## Begin Selected text

Declan O'Sullivan (born 18 December 1983) is an Irish former sportsperson. He last played Gaelic football with his local club Dromid Pearses, his divisional side South Kerry and at senior level for the Kery county team between 2003 and his retirement in 2014.

O'Sullivan captained Kerry to back-to-back All-Ireland titles in 2006 and 2007. He is regarded as one of the all-time great centre forwards.

Since retirement, O'Sullivan has taken the role of selector with the Kerry minor team for the 2015 season. As part of Jack O Connor's backroom team, in O'Sullivan's first season as selector, they captured the All-Ireland title. While O'Connor completed the historic back-to-back All-Ireland titles. O'Sullivan joined Jack O'Connor as selector for the Kerry under-21 football team for the 2016 Championship season.

Playing career

Club
South Kerry
Born in Cahersiveen, County Kerry, O'Sullivan plays his club football with his local club Dromid Pearses and with his divisional side South Kerry and has enjoyed much success. After garnering minor and under-21 county titles with South Kerry, he later went on to become a star at senior level.

In 2004 O'Sullivan tasted victory for the first time as a footballer when South Kerry qualified for the final of the county senior championship. The opponents on that occasion were Laune Rangers. The divisional side were far too powerful on that occasion and secured a 1–13 to 2–5 victory. It was O'Sullivan's first county senior winners' medal.

O'Sullivan's South Kerry side reached the county final again in 2005, this time with Dr. Croke's providing the opposition.  In what was considered a dream final, the game turned into a close affair. After the sixty minutes South Kerry retained their title and O'Sullivan picked up a second county winners' medal.

In 2006 South Kerry still dominated the club championship in Kerry. The final that year was a repeat of 2005 as Dr. Crokes set out on a revenge mission.  The game developed into an extremely tense battle with no side taking a substantial lead. At the full-time whistle South Kerry just about retained their title for a third consecutive year on a score line of 0–12 to 1–8. It was O'Sullivan's third county winners' medal.

## End Selected text

**Task details**: Reproduce word for word everything from "Playing career" down to "at senior level." in the text about Declan O'Sullivan. The material that comes after this text isn't needed.

## Begin Data rows

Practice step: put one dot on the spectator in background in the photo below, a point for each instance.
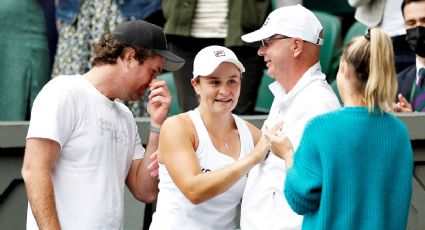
(387, 15)
(192, 25)
(24, 66)
(411, 86)
(344, 174)
(82, 146)
(205, 153)
(291, 38)
(85, 22)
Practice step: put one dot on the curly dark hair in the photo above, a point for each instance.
(107, 51)
(405, 2)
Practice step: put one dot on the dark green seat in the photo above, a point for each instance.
(265, 96)
(331, 33)
(174, 108)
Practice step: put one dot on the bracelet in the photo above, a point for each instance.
(154, 129)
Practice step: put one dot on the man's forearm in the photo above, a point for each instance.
(41, 198)
(145, 182)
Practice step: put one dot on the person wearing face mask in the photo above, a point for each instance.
(411, 81)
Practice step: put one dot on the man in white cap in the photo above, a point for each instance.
(291, 40)
(83, 146)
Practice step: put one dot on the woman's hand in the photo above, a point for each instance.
(281, 146)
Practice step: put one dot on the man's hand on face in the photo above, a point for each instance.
(159, 101)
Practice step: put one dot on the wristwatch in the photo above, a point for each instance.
(154, 129)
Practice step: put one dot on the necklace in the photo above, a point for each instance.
(226, 146)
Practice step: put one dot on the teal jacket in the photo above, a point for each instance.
(352, 170)
(244, 16)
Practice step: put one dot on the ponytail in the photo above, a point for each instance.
(373, 60)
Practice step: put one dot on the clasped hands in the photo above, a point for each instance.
(280, 145)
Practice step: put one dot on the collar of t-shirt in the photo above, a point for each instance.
(312, 74)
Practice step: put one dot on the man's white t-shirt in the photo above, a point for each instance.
(264, 205)
(98, 139)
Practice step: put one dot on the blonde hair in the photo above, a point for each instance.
(372, 57)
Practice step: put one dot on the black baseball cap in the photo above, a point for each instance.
(147, 35)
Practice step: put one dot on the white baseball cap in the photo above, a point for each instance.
(292, 21)
(210, 57)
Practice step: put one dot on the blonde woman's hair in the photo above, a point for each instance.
(372, 57)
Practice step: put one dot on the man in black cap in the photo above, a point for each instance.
(82, 145)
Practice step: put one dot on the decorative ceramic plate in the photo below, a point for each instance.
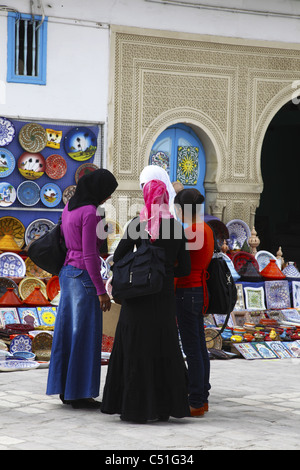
(7, 194)
(31, 165)
(277, 294)
(53, 287)
(20, 343)
(28, 193)
(12, 265)
(263, 258)
(5, 283)
(11, 365)
(7, 131)
(37, 228)
(51, 195)
(241, 257)
(85, 169)
(7, 163)
(68, 193)
(33, 137)
(33, 270)
(255, 298)
(56, 166)
(28, 284)
(239, 232)
(80, 143)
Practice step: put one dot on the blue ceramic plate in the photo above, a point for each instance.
(80, 143)
(51, 195)
(7, 131)
(28, 193)
(7, 163)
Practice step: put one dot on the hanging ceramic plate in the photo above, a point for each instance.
(50, 195)
(28, 193)
(263, 259)
(37, 228)
(31, 165)
(12, 265)
(56, 166)
(239, 232)
(28, 284)
(33, 137)
(7, 163)
(7, 131)
(14, 227)
(80, 143)
(11, 365)
(68, 193)
(7, 194)
(84, 169)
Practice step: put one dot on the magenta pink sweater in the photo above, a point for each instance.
(79, 230)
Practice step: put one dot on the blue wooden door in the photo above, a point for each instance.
(180, 152)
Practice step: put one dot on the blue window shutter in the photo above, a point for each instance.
(39, 78)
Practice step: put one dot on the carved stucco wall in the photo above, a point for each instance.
(227, 90)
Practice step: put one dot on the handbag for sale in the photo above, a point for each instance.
(49, 251)
(139, 273)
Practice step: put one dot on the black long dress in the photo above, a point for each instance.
(147, 376)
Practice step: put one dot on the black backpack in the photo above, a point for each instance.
(49, 251)
(139, 273)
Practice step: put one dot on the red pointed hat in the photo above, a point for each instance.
(10, 298)
(272, 271)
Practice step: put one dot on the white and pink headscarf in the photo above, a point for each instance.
(156, 207)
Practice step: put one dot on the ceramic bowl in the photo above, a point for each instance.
(24, 355)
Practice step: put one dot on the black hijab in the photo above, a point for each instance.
(92, 189)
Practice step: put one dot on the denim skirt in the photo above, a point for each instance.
(75, 362)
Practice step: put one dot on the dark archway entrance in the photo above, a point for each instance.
(277, 220)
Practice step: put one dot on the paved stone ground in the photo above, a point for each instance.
(253, 405)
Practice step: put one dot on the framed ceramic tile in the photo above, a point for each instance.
(255, 298)
(296, 293)
(277, 294)
(47, 315)
(9, 315)
(240, 303)
(247, 351)
(29, 316)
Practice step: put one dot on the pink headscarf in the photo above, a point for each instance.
(156, 207)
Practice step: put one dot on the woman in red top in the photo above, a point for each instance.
(192, 298)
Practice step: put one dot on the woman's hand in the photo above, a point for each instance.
(105, 302)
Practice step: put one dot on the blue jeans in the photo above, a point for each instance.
(189, 303)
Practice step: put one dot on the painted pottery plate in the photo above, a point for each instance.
(5, 283)
(239, 232)
(51, 195)
(68, 193)
(28, 193)
(263, 258)
(277, 294)
(7, 163)
(12, 265)
(241, 257)
(33, 137)
(31, 165)
(85, 169)
(80, 143)
(7, 194)
(11, 365)
(28, 284)
(20, 343)
(12, 226)
(53, 287)
(56, 166)
(7, 131)
(37, 228)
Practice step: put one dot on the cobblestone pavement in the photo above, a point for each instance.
(253, 405)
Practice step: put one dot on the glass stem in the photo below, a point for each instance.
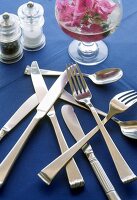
(88, 49)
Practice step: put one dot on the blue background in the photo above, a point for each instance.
(42, 148)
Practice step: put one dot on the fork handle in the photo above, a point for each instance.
(124, 171)
(74, 176)
(103, 179)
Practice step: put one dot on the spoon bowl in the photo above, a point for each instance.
(106, 76)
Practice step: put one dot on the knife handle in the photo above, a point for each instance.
(74, 176)
(7, 164)
(101, 174)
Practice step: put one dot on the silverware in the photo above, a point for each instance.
(128, 128)
(42, 109)
(82, 94)
(76, 130)
(117, 105)
(101, 77)
(74, 176)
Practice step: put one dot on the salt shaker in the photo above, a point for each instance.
(32, 21)
(10, 32)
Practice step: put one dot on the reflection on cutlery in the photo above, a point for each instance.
(102, 77)
(75, 128)
(128, 128)
(45, 105)
(118, 104)
(74, 176)
(83, 95)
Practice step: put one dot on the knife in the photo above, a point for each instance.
(76, 130)
(74, 176)
(50, 171)
(45, 105)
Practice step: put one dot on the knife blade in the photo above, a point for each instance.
(27, 107)
(76, 130)
(42, 109)
(74, 176)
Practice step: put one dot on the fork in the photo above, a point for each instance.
(118, 104)
(82, 94)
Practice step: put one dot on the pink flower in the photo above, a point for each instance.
(79, 12)
(103, 8)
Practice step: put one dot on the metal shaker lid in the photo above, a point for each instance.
(31, 13)
(9, 27)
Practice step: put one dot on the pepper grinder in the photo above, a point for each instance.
(10, 48)
(32, 21)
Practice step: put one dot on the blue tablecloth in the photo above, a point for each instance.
(42, 148)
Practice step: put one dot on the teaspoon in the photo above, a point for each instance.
(128, 128)
(101, 77)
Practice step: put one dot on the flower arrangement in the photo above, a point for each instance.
(88, 15)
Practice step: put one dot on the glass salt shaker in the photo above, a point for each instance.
(32, 21)
(10, 48)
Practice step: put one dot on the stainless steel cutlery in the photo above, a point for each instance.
(83, 95)
(75, 128)
(101, 77)
(42, 110)
(117, 105)
(74, 176)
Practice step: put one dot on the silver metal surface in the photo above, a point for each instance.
(101, 77)
(83, 95)
(48, 101)
(76, 130)
(74, 176)
(116, 106)
(128, 128)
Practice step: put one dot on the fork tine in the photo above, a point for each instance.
(72, 72)
(120, 95)
(70, 80)
(84, 84)
(132, 100)
(78, 80)
(125, 97)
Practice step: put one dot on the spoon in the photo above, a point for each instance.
(102, 77)
(128, 128)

## End Data rows

**Complete answer**:
Playing career

Club
South Kerry
Born in Cahersiveen, County Kerry, O'Sullivan plays his club football with his local club Dromid Pearses and with his divisional side South Kerry and has enjoyed much success. After garnering minor and under-21 county titles with South Kerry, he later went on to become a star at senior level.